Bretton Woods II: Coming Apart at the Seams
Russell Jones*
Wed 7 November 2007
Emerging market currencies are on the move and the risk is of a further down leg for the US currency that could develop into a disorderly crescendo.
Back to the Future
Since 2003, it has regularly been asserted that the tendency of certain
countries to tie their currencies formally or informally to the dollar
amounted to a new system of international finance. This system has been
christened “Bretton Woods II” because of the perceived similarities to the
system of fixed exchange rates that prevailed in the initial post-war
decades. Just as was the case 40 or 50 years earlier, this new system had
the US at its core, with a number of less mature peripheral countries
linking their currencies to the dollar at artificially low rates. But this
time around, rather than Europe and Japan, the periphery was composed of
emerging Asia and additional nations in Latin America and the Middle East.
Nevertheless, it has been stressed that the symbiosis between the core and the periphery operated much as it had done before. The periphery was able to enjoy stable export-led growth via a cheap currency, the corollary of which was the accumulation of low yielding reserves issued and denominated in the currency of the core. The core, for its part, achieved cheap financing for a mounting external deficit and was able to extend the period during which it could live beyond its means.
Such was this mutually satisfactory outcome that it was believed this
state of affairs could prevail for an extended period, perhaps even
indefinitely.
Questionable History
In reality, the historical similarities between the two periods and systems have frequently been exaggerated, and some of the significant differences all too easily glossed over. For example:
Asian Practicalities
It is also true that, rather than an exercise in rose-tinted nostalgia
for the swinging sixties, Asia’s predilection for export-led growth in the
current millennium had rather more practical origins. In short, it grew out
of the Asian financial crisis of the late 1990s. At that time, a number of
countries with external deficits and limited foreign reserves found
themselves at the mercy of sudden shifts in risk appetite and financial
flows, and were rapidly forced into gut-wrenching fiscal and monetary
adjustments to re-establish confidence in their currencies. Reserves also
had to be rebuilt from scratch and what began as an understandable effort to
restore a semblance of international credibility subsequently rather
developed a life of its own.

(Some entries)
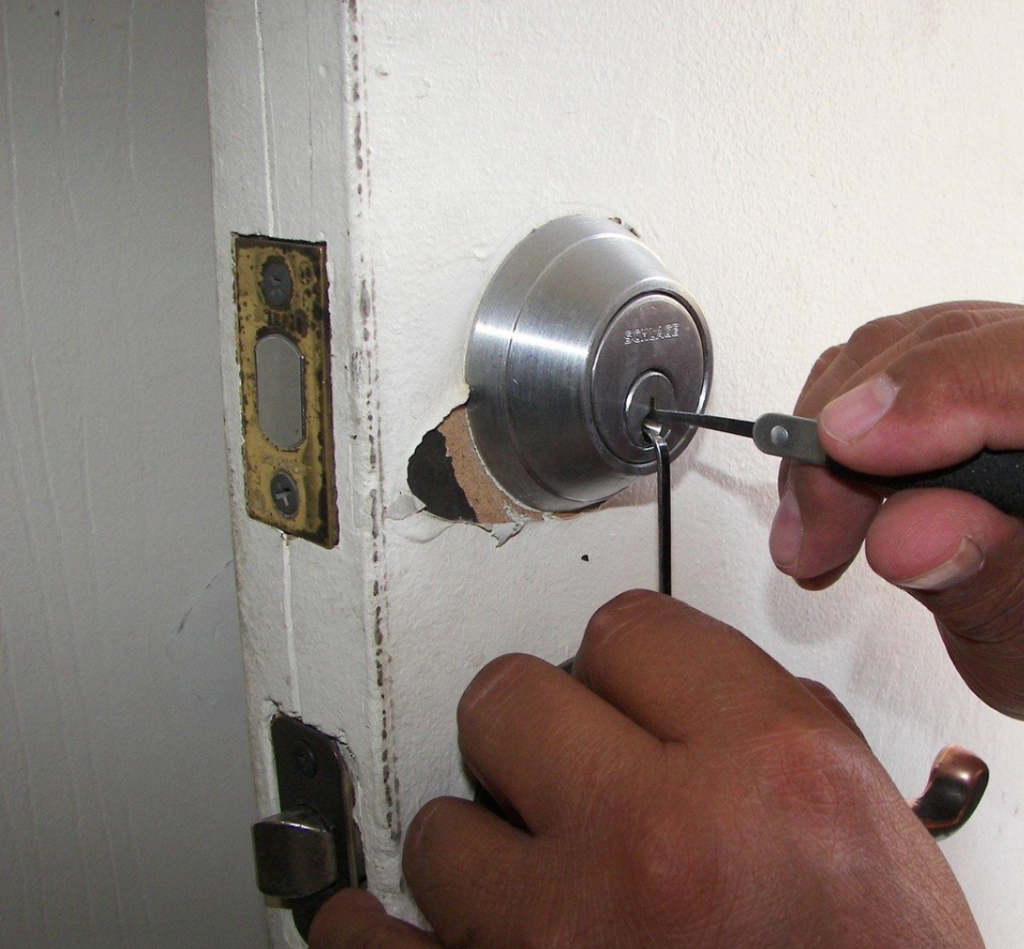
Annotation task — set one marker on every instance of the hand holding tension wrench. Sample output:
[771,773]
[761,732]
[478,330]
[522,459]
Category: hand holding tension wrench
[994,476]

* WHAT THIS EXERCISE ASKS *
1. Answer these questions using the Bretton Woods II article:
(a) Since what year has it been regularly asserted that tying currencies to the dollar amounted to a new system of international finance?
(b) In the new system, which countries made up the periphery instead of Europe and Japan?
(c) According to the section headed "Asian Practicalities," what did Asia's predilection for export-led growth grow out of?
2. Write a continuation of the Bretton Woods II article, starting after its final sentence.

* WRITTEN ANSWERS *
1.
(a) 2003.
(b) Emerging Asia and additional nations in Latin America and the Middle East.
(c) The Asian financial crisis of the late 1990s.

2.
But whatever the shortcomings of the historical analysis, the fact is
that much of the emerging world has been quite happy over recent years
artificially to depress their exchange rates to sustain export growth,
improve their current account positions and recycle much of the money earned
back into the US via reserve accumulation and the purchase of dollar fixed
income securities. The latest IMF Economic Outlook estimates the external
surplus of the Asian NIEs in 2007 at 5.4% of GDP, that of the ASEAN 4 at
4.7%, China’s at 11.7%, the Middle East’s at 16.7% and Latin America’s at
0.8%.
Counting the Costs
However, there are now growing signs that the Bretton Woods II system is
breaking down as the economic costs associated with it increasingly outweigh
the benefits of stable export-led growth.
Bretton Woods II has generated a perverse constellation of capital flows
and a misallocation of resources in both the US and those countries whose
currencies are linked to the dollar. Capital, rather than flowing from the
relatively mature and low return core to an opportunity rich periphery, as
economic theory and common sense would suggest (no jokes please), has been
moving in the opposite direction. Meanwhile, in the US, domestic spending,
and in particular consumption, is being subsidised at the expense of
exporters and those competing with importers, while there is less incentive
for the US to adjust its policy-mix in an optimum manner. Interest rates are
depressed and lower borrowing costs encourage the government to spend more.
Outside the US, the subsidisation of exporters and import substitutes
reduces current incomes. Such distortions are bound to encourage a political
backlash from affected interest groups, of which US protectionism – which,
it should be noted, also often enjoys a new lease of life in election years
- is perhaps the most obvious manifestation.
Part and parcel of this process is that those countries adhering to the
Bretton Woods II model adopt a cost of capital determined by US monetary
policy rather than by their own domestic conditions. With the Fed latterly
in easing mode, this has meant that monetary conditions in the periphery
have loosened and that they could well get looser still, should, as seems
likely, the US central bank deems it necessary to provide further support to
a traumatised financial sector and domestic activity in general. In most of
these economies, an independent monetary regime would have seen the domestic
authorities tightening over recent months rather than loosening and, not
surprisingly, we have seen a growing reluctance on the part of some, not
least the Saudi Arabian Monetary Authority, to march in lockstep with Dr.
Bernanke and his colleagues.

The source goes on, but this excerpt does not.